--- start EXTRACTED ENTRIES ---

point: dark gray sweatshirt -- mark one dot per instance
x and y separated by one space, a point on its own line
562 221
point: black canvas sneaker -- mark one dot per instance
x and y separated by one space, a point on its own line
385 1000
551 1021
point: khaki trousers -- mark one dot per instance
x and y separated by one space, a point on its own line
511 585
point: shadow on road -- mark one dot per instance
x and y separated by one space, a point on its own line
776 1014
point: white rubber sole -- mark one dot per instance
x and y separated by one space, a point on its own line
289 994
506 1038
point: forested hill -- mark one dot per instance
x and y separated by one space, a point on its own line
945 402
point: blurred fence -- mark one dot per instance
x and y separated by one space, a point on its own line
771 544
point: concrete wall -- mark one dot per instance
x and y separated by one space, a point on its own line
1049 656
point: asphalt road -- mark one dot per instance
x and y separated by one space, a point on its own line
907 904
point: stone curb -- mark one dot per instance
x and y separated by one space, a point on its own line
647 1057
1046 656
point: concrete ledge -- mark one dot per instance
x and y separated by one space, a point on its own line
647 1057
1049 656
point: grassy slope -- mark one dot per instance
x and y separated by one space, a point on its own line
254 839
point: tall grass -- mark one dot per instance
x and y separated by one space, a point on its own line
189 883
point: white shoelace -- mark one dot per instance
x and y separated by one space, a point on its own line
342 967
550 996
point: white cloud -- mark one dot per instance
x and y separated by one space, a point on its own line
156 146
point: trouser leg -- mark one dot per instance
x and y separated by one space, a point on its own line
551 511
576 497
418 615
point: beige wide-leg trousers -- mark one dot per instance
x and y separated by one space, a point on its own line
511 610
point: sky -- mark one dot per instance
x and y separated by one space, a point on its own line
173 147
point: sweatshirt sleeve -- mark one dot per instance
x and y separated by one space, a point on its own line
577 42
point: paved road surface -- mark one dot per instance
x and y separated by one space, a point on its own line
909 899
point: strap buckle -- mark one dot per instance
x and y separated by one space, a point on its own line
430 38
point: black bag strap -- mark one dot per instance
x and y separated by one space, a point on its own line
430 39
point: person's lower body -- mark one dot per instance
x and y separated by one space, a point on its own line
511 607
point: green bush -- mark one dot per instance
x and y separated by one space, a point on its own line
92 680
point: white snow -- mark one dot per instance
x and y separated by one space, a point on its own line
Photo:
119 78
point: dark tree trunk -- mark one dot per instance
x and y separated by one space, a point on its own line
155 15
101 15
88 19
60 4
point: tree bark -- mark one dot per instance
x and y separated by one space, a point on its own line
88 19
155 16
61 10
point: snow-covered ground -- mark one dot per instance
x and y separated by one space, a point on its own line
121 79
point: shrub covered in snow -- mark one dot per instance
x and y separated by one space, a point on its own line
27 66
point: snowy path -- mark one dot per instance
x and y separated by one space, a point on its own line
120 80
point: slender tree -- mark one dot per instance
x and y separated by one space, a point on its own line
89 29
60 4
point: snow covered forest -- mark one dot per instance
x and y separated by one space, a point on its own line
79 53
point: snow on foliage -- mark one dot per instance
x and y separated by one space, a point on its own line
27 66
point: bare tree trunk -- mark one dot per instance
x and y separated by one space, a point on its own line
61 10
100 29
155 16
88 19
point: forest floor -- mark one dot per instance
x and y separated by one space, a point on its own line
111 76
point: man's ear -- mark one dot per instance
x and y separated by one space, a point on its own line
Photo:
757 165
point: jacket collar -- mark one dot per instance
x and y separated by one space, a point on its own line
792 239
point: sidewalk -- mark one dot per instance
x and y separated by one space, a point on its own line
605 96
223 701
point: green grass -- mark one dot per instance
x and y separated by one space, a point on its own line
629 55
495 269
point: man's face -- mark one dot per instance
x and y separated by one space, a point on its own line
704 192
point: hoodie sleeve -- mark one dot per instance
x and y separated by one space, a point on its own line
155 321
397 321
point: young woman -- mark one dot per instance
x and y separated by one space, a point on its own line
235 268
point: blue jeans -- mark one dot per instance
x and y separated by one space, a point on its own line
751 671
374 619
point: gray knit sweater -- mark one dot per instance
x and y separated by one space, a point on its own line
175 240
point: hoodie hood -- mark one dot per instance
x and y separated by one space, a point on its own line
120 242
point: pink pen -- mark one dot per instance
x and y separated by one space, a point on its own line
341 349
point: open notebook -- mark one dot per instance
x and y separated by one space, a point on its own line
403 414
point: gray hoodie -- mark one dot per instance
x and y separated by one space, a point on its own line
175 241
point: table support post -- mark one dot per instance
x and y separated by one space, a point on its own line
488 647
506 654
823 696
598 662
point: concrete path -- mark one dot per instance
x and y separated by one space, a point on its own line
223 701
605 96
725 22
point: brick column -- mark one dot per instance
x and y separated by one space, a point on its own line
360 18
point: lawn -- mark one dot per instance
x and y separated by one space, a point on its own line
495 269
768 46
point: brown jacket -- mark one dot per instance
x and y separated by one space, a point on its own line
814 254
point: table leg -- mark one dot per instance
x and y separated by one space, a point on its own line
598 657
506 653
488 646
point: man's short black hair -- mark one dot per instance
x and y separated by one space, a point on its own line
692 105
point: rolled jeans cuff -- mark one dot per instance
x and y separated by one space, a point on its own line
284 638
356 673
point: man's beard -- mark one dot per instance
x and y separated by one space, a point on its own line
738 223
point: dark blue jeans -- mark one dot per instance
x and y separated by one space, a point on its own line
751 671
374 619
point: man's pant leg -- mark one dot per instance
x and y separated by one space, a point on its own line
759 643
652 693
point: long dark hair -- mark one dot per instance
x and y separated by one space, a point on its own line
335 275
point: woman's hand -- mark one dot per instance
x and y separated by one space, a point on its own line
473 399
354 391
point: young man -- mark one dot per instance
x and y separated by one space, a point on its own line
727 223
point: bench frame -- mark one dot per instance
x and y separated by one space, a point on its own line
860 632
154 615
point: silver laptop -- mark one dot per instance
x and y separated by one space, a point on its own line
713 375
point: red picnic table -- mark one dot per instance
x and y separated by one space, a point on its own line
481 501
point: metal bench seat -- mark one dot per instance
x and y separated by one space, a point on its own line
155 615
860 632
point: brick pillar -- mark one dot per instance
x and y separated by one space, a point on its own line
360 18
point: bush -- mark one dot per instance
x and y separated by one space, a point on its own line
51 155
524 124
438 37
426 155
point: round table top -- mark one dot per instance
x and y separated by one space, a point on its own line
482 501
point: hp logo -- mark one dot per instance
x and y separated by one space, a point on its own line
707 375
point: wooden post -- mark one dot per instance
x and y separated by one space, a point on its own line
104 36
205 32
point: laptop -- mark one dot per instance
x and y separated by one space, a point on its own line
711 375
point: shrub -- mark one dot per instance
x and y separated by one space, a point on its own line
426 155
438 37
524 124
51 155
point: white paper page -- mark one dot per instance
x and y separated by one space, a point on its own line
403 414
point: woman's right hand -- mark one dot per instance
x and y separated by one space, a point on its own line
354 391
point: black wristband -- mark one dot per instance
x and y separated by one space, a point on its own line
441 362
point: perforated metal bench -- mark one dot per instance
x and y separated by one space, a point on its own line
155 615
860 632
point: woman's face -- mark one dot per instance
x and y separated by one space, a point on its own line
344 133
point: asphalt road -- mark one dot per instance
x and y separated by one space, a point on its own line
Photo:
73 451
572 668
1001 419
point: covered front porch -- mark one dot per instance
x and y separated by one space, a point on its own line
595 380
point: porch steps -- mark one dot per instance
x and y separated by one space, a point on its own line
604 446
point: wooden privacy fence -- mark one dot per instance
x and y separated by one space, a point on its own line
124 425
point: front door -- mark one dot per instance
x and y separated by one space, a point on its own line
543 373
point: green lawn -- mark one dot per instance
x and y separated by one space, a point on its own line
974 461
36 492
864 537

--- end EXTRACTED ENTRIES ---

--- THE EXERCISE ---
Your task is to extract all of the records exactly.

--- RESULT OF THIS TASK ---
point: dark gray sweatshirt -- mark one dot per instance
x and y separated by one space, a point on its own line
562 221
point: black canvas sneaker -- mark one dot per instance
x and y separated by one space, a point on its own line
385 1000
551 1021
point: khaki trousers -- mark one dot per instance
x and y separated by one space, a point on its own line
511 585
point: shadow on road -- mark one dot per instance
x and y separated by one space, a point on its own line
776 1014
point: white rubber sole -- mark one dot per instance
x and y separated by one space, a point on its own line
289 994
506 1038
point: forested hill -- mark one dot per instance
x and y separated by one space, a point on its own line
945 402
point: blurred fence -- mark one dot per instance
x and y separated by one space, a point on its own line
771 544
point: concrete wall -- mark one dot per instance
x and y separated by one space, a point on its own line
1049 656
point: asphalt road -- mark one dot per instance
x and y separated by one space, a point on its own line
907 904
point: stone curb -- mark one dot per instance
x and y separated by one space, a point on its own line
647 1057
1046 656
point: concrete ledge -- mark one dot per instance
x and y separated by one space, a point on its own line
647 1057
1049 656
point: grassy slope -- mark one dot per instance
x and y separated by one space, a point on its own line
254 839
point: tall grass -- mark one dot per instance
x and y separated by one space, a point on its own line
189 883
point: white shoelace -- mark one dot per instance
x and y separated by one space, a point on its own line
342 967
550 996
point: white cloud -- mark one dot per instance
x and y separated by one space, a point on its own line
156 146
point: trouser leg -- mark one dot per instance
x and y separated by one space, a point on its own line
551 511
576 497
418 615
point: beige wide-leg trousers -- mark one dot per instance
x and y separated by one space, a point on its own line
511 610
point: sky -- mark one dot per instance
x and y separated by one space, a point on its own line
173 147
point: sweatshirt sleeve -- mark one dot per instance
x and y separated by one space, a point on its own line
577 42
point: paved road surface -- mark one dot per instance
x and y separated by one space, a point on its own line
909 899
point: strap buckle -- mark one dot per instance
x and y separated by one space, a point on its own line
430 38
point: black bag strap -- mark one dot per instance
x and y separated by one space, a point on its own line
430 39
point: person's lower body -- mark one dot per instance
x and y separated by one space, a point on its own line
511 607
point: green bush -- mark one dot per instance
x and y separated by one space, a point on its own line
92 680
point: white snow -- mark one dot per instance
x and y separated by one space, a point on its own line
Photo:
119 78
point: dark tree trunk -- mark one dot per instance
x and y separated by one space, a point on its own line
155 15
101 15
88 19
60 4
point: tree bark -- mark one dot per instance
x and y separated by one space, a point on its own line
88 19
155 16
61 10
point: snow-covered ground -- mark one dot per instance
x and y separated by one space, a point on its own line
121 79
point: shrub covered in snow -- mark one dot per instance
x and y separated by one space, a point on its own line
27 66
point: snowy path -- mark one dot per instance
x and y separated by one space, a point on its own line
120 80
point: slender tree -- mark one dot per instance
x and y separated by one space, a point on its own line
89 29
60 4
point: snow covered forest -- mark one dot per instance
x and y separated by one space, a point on its own line
79 53
point: snow on foliage -- mark one dot per instance
x and y separated by one space, a point on its own line
27 66
point: bare tree trunk -- mark one dot per instance
x and y separated by one space, a point on its own line
61 10
100 29
155 16
88 19
point: forest floor -- mark one dot per instance
x and y separated by one space, a point on its own line
111 76
point: man's ear -- mark one dot per instance
x and y separated by one space, a point on its own line
Photo:
757 165
point: jacket collar -- mark one dot per instance
x and y separated by one space, a point on its own line
792 239
point: sidewalk -- mark one dot per instance
x and y separated by one space, a point on its own line
605 96
223 701
point: green grass -- mark one dot per instance
x and y separated by one space, a point on its own line
629 55
495 269
point: man's face -- mark one dot per instance
x and y separated by one space, a point on its own line
704 192
point: hoodie sleeve -- mark one dot per instance
x and y separated by one space, a point on its own line
155 321
397 321
point: young woman -- mark one dot per instance
x and y separated by one space, a point on its own line
235 268
point: blue jeans -- mark one dot per instance
x and y separated by one space, a point on its own line
751 671
374 619
point: gray knit sweater -- mark one dot per instance
x and y separated by one space, a point on its own line
175 240
point: hoodie hood -- mark one dot per instance
x and y separated by one space, a point on its own line
120 242
point: pink pen -- mark one dot per instance
x and y separated by one space, a point on its own line
341 349
point: open notebook -- mark one dot per instance
x and y separated by one space, a point on its own line
403 414
point: gray hoodie -- mark one dot per instance
x and y separated by one space, a point on its own line
175 241
point: table support post -- mark one dot per instance
x and y separated by one space, a point on its own line
488 647
506 654
823 696
598 662
point: concrete path -- mark one dot per instance
x and y separated by one space, a point on its own line
223 701
605 96
725 22
point: brick column -- mark one dot per instance
x and y separated by one space, a point on its own line
360 18
point: lawn -- mark one dot per instance
x and y separated by one space, a point on its own line
495 269
768 46
point: brown jacket -- mark one dot per instance
x and y separated by one space, a point on its own line
814 254
point: table leg -- mark one dot per instance
x and y separated by one space, a point on its own line
598 657
506 653
488 646
point: man's short black hair -- mark one dot per instance
x and y separated by one space, a point on its own line
692 105
point: rolled jeans cuff -- mark one dot per instance
x and y separated by one space, a point on its own line
284 638
356 673
point: man's beard -- mark one dot per instance
x and y separated by one space, a point on its own line
738 223
point: dark blue jeans -- mark one dot per instance
x and y separated by one space, a point on its own line
751 671
374 619
point: man's pant leg -- mark one dot per instance
x and y separated by one space, a point on its own line
759 643
652 693
point: long dark hair -- mark one dot per instance
x and y separated by one space, a point on its own line
335 275
point: woman's hand -- mark one dot per instance
x and y separated by one space, a point on its own line
473 399
354 391
point: young man -- mark one dot per instance
x and y separated by one space, a point on its own line
727 223
point: bench frame -- mark one dot per instance
x and y separated by one space, a point on its own line
860 632
154 615
point: silver laptop -- mark one dot per instance
x and y separated by one space, a point on its own line
713 375
point: red picnic table -- mark one dot per instance
x and y separated by one space, a point on its own line
481 501
point: metal bench seat -- mark one dot per instance
x and y separated by one space, a point on its own line
155 615
860 632
point: brick pillar -- mark one dot per instance
x and y separated by one space, a point on its own line
360 18
point: bush -- mark one dot per instance
x and y separated by one space, a point on its own line
51 155
524 124
438 37
426 155
point: round table top -- mark one dot per instance
x and y separated by one space, a point on its own line
482 501
point: hp logo -- mark one dot per instance
x and y separated by one space, a point on its own line
707 375
point: wooden post -- mark one dot per instance
x and y separated by one space, a point on its own line
104 36
205 32
point: laptop -- mark one dot per instance
x and y separated by one space, a point on its own line
711 375
point: shrub -- mark one dot per instance
x and y separated by one space, a point on its own line
426 155
438 37
524 124
51 155
point: white paper page -- mark one dot per instance
x and y separated by one space, a point on its own line
403 414
point: woman's right hand -- mark one dot per instance
x and y separated by one space, a point on its own line
354 391
point: black wristband -- mark one dot per instance
x and y separated by one space, a point on its own line
441 362
point: perforated metal bench -- mark one dot per instance
x and y separated by one space, a point on its own line
155 615
860 632
point: woman's face -- mark one dot per instance
x and y separated by one space, a point on its own line
344 133
point: asphalt road -- mark one dot per instance
x and y separated by one space, a point on its own line
Photo:
73 451
572 668
1001 419
point: covered front porch -- mark one dot per instance
x and y separated by one space, a point on its own line
595 380
point: porch steps -- mark one dot per instance
x and y separated by one space, a point on its own line
604 446
point: wooden privacy fence -- mark one dot per instance
x and y separated by one space, a point on its own line
124 425
point: front door -- mark one dot per instance
x and y separated by one space, a point on its own line
543 373
point: green lawn -- mark one dot per instance
x and y separated by one space, a point on its own line
974 461
36 492
864 537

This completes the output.